The input:
──────────
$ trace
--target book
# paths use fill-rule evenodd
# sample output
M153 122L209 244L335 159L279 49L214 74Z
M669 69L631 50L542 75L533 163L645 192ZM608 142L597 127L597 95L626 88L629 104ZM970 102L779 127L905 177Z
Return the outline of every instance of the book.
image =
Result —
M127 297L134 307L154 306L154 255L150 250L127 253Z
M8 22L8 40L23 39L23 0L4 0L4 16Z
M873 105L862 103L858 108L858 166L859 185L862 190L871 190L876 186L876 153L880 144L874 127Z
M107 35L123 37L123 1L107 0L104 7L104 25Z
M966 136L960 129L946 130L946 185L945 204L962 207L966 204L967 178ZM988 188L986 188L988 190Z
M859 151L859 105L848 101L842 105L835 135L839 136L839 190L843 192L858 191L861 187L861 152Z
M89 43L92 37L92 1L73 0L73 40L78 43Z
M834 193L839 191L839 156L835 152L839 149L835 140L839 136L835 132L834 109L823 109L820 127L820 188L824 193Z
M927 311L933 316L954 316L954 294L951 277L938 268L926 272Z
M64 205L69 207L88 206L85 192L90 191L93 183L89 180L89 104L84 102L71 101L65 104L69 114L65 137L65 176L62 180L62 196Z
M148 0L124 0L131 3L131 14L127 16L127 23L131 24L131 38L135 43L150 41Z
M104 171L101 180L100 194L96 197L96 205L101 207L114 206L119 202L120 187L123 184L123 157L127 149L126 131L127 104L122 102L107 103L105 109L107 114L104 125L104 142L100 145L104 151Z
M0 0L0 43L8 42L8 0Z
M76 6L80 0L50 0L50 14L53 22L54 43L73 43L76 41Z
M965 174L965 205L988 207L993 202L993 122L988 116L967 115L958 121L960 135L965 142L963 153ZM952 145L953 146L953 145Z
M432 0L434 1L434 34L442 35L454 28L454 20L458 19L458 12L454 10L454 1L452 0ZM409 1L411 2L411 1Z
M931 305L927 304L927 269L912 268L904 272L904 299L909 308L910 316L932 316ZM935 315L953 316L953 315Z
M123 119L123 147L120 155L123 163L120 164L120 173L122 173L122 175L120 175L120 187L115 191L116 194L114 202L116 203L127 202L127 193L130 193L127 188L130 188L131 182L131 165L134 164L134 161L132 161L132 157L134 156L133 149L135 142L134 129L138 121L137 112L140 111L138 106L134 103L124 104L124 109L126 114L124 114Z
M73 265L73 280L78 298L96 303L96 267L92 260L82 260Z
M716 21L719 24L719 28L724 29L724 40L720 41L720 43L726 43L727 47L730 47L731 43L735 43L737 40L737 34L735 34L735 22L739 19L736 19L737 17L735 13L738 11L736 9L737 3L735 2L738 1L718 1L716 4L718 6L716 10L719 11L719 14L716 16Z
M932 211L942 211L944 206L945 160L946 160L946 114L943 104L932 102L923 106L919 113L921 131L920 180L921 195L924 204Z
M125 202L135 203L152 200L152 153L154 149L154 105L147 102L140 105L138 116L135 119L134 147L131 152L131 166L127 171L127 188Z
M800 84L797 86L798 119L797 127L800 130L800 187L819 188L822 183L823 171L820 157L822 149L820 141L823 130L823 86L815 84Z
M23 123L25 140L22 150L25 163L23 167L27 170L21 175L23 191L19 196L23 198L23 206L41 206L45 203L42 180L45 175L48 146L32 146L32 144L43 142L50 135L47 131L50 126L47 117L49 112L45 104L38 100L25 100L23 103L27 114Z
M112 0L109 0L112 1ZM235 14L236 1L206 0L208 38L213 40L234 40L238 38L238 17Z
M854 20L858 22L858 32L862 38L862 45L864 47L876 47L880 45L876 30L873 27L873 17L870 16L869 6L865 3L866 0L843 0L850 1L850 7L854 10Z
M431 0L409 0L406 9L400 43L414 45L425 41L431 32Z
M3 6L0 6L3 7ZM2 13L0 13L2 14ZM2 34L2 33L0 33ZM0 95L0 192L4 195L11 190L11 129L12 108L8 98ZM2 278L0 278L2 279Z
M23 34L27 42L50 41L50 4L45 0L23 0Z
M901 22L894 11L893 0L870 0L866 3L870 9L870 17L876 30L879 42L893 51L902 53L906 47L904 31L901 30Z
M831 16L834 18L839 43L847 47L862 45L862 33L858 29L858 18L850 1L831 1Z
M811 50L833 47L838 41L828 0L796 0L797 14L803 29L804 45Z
──────────
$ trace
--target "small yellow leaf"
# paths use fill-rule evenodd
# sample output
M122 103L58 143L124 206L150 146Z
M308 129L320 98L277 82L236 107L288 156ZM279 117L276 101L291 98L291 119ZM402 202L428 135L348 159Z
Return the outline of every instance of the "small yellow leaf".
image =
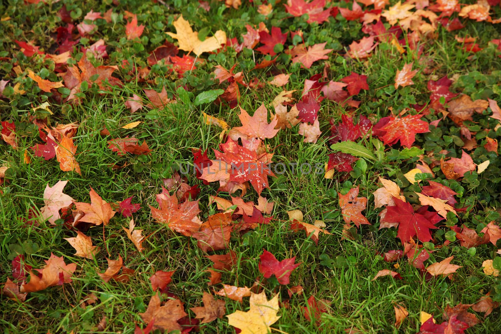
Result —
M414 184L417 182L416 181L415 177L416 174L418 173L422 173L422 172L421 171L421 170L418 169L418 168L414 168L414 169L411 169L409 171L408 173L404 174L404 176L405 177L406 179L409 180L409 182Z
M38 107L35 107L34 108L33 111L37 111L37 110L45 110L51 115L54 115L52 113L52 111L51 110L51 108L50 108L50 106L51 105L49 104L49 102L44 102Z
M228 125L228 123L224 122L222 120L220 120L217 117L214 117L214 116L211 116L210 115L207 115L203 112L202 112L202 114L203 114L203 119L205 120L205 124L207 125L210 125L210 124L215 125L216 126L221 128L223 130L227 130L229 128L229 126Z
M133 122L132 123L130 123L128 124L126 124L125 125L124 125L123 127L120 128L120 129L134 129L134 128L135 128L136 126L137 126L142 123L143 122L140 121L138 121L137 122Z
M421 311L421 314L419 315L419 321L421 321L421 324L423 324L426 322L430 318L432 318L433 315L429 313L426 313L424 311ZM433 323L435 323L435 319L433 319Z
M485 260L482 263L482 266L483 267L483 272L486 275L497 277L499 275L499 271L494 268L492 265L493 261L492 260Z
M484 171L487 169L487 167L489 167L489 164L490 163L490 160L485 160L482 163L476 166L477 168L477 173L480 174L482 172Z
──────────
How many rows above contain the string "outline"? Reply with the number only.

Right answer: 2